At the start of Women’s History Month it is good to be sharing the story of Raakhi Shah who has dedicated her life to helping other women. Her journey has seen her working for Oxfam and UNICEF before joining The Circle as CEO which, as it turned out would be right in at the deep end, as the pandemic and lockdowns rolled out across the world. Read what inspired her at a young age and the wonderful work The Circle are doing right now.
D: Where did you grow up?
R: I grew up in West London, so am a Londoner at heart. I now live in the countryside, in Oxfordshire so quite a change. We have been here for a few years so it feels like home now.
D: It seems that from the beginning you've had an interest in social justice. Could you pinpoint what sparked your interest, is anyone in the family involved in it too?
R: I think there were a few things that interested me. One of my cousins worked for Action Aid around the time I was doing my A ‘levels and was trying to work out what my degree would be. My studies had focused on the sciences but I wanted to do something more human orientated. Most of my family were born and some still live in Kenya. The traditional movement of South Asians is the East Africa to England route. My cousin was born and brought up in Kenya and was working for Action Aid there. When he talked to me about his work it sparked an interest. There were also global moments that impact everybody, things like the Rwanda genocide and other reports like that, that came into my periphery, at quite an influential moment in time. All influences for my choice of my degree, International Development and Politics which I really loved. My dissertation was on Kerala which has been real interest for me because of the progressiveness of that state in India.
D: How are they progressive?

..........

[Tasks to carry out]
1. List every organization named in the interview with Raakhi Shah.
2. Return the section of the interview with Raakhi Shah from "At the start" to "involved in it too?", word for word.

..........

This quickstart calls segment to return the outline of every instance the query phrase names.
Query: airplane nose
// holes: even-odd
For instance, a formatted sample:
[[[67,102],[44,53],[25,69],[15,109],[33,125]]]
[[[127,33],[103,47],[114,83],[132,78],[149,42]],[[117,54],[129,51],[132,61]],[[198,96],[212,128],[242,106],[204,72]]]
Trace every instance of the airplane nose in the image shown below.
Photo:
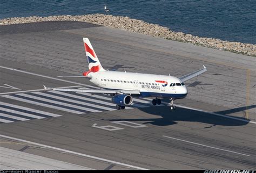
[[[186,95],[187,94],[187,86],[186,86],[186,85],[184,85],[184,93]]]

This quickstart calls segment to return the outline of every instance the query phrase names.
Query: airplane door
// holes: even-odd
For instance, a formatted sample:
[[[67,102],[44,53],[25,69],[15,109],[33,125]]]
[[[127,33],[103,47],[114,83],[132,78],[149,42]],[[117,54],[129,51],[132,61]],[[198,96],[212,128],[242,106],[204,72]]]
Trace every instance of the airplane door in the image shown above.
[[[138,80],[134,80],[134,83],[133,84],[134,86],[138,86]]]
[[[163,80],[163,81],[166,82],[166,83],[162,83],[161,84],[161,91],[165,91],[165,86],[167,86],[167,80],[165,79]]]

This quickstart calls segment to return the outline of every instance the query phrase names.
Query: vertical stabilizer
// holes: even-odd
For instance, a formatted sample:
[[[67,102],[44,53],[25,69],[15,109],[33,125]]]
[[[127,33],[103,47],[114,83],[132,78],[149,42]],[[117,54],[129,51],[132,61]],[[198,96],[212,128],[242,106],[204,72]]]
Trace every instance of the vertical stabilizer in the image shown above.
[[[89,68],[89,71],[84,72],[83,75],[87,76],[90,73],[105,71],[100,64],[89,39],[87,38],[83,38],[83,39]]]

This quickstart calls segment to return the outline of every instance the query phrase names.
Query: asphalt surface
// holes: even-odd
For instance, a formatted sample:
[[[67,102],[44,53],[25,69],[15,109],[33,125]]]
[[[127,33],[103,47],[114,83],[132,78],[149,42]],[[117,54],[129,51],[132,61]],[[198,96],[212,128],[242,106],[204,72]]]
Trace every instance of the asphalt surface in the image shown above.
[[[2,136],[1,147],[21,150],[25,142],[19,139],[36,142],[23,152],[96,169],[255,169],[255,126],[252,123],[256,119],[255,58],[72,23],[51,22],[49,26],[57,28],[54,31],[42,23],[24,24],[22,30],[28,27],[30,32],[8,32],[0,26],[0,119],[4,115],[7,121],[0,124],[1,135],[17,138]],[[29,28],[31,25],[33,31]],[[8,30],[15,31],[16,25]],[[10,93],[41,90],[44,84],[95,87],[86,79],[56,77],[87,70],[83,37],[90,39],[105,69],[177,77],[203,64],[208,71],[185,83],[190,94],[175,103],[186,107],[175,111],[165,105],[153,107],[146,99],[136,100],[130,109],[116,111],[111,97],[105,95],[42,90]],[[242,120],[247,108],[252,122],[191,108]],[[29,119],[29,114],[34,118]]]

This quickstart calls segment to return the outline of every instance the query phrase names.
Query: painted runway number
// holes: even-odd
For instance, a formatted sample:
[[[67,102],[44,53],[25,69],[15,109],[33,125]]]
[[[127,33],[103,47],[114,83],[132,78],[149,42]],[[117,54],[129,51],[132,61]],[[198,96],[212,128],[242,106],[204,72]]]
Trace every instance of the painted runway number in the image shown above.
[[[145,126],[145,125],[143,125],[135,123],[135,122],[129,122],[129,121],[112,121],[111,122],[117,124],[123,125],[123,126],[128,126],[128,127],[132,127],[132,128],[140,128],[140,127],[147,127],[147,126]],[[116,126],[110,126],[110,125],[103,126],[98,126],[97,125],[97,124],[94,124],[91,126],[92,127],[100,128],[100,129],[103,129],[108,131],[118,131],[118,130],[124,129],[123,128],[120,128],[120,127],[116,127]]]
[[[139,124],[135,122],[129,122],[127,121],[112,121],[112,123],[116,123],[117,124],[120,124],[121,125],[128,126],[132,128],[140,128],[140,127],[147,127],[147,126],[143,125],[142,124]],[[130,125],[129,125],[130,124]]]

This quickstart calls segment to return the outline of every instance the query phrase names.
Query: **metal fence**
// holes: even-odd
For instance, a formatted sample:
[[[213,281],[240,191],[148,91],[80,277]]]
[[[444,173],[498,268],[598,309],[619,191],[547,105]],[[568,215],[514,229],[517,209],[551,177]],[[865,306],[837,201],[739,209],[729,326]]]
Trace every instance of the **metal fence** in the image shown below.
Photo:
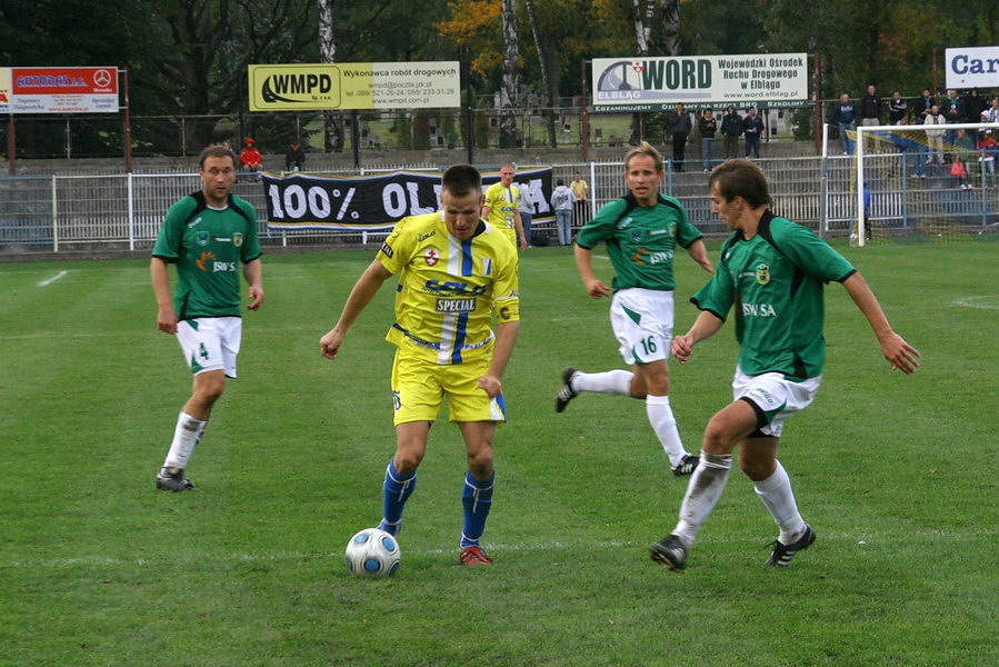
[[[913,160],[906,153],[868,158],[865,178],[870,192],[867,218],[876,233],[932,235],[975,230],[999,223],[999,188],[986,170],[972,163],[973,189],[958,188],[942,169],[928,168],[912,178]],[[848,233],[857,218],[856,165],[850,157],[759,160],[775,198],[775,212],[820,235]],[[691,172],[691,160],[677,172],[667,163],[662,192],[687,207],[691,222],[706,233],[723,233],[710,212],[708,175]],[[527,166],[523,166],[527,167]],[[426,166],[399,166],[427,169]],[[576,172],[590,185],[589,215],[626,193],[621,162],[555,165],[553,179],[570,182]],[[0,249],[79,250],[151,248],[163,213],[180,197],[200,186],[194,173],[76,175],[0,178]],[[381,239],[384,232],[344,230],[270,230],[263,188],[241,176],[236,195],[257,209],[264,245],[354,245]],[[579,227],[587,217],[576,220]],[[545,225],[537,226],[545,229]],[[550,226],[549,226],[550,228]]]

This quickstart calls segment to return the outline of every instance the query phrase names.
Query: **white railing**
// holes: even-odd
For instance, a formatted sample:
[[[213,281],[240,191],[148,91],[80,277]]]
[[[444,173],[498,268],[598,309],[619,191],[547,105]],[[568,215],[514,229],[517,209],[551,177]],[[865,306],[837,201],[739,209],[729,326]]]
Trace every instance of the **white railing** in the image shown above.
[[[867,157],[869,173],[877,169],[868,220],[882,229],[915,229],[923,219],[965,217],[972,225],[999,221],[999,188],[951,192],[948,178],[910,182],[906,156]],[[911,159],[911,156],[909,157]],[[849,156],[759,160],[771,185],[775,211],[820,235],[845,235],[861,217],[862,193],[857,191],[858,163]],[[692,159],[696,171],[678,173],[667,163],[662,192],[687,207],[690,220],[706,233],[727,232],[710,212],[708,175]],[[525,165],[523,167],[528,167]],[[400,166],[400,169],[428,169]],[[433,168],[429,168],[433,169]],[[621,162],[553,165],[553,179],[570,182],[576,172],[590,183],[590,211],[627,191]],[[372,171],[372,170],[368,170]],[[138,250],[156,240],[163,213],[174,201],[199,188],[196,173],[73,175],[0,178],[0,249],[3,246],[42,247],[53,251],[106,245]],[[382,235],[343,230],[273,231],[267,228],[263,188],[240,176],[234,192],[257,209],[266,245],[367,243]],[[970,211],[970,212],[968,212]],[[577,223],[585,222],[577,220]]]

..........

[Solutions by task]
1.
- Oxfam
- UNICEF
- The Circle
- Action Aid

2.
At the start of Women’s History Month it is good to be sharing the story of Raakhi Shah who has dedicated her life to helping other women. Her journey has seen her working for Oxfam and UNICEF before joining The Circle as CEO which, as it turned out would be right in at the deep end, as the pandemic and lockdowns rolled out across the world. Read what inspired her at a young age and the wonderful work The Circle are doing right now.
D: Where did you grow up?
R: I grew up in West London, so am a Londoner at heart. I now live in the countryside, in Oxfordshire so quite a change. We have been here for a few years so it feels like home now.
D: It seems that from the beginning you've had an interest in social justice. Could you pinpoint what sparked your interest, is anyone in the family involved in it too?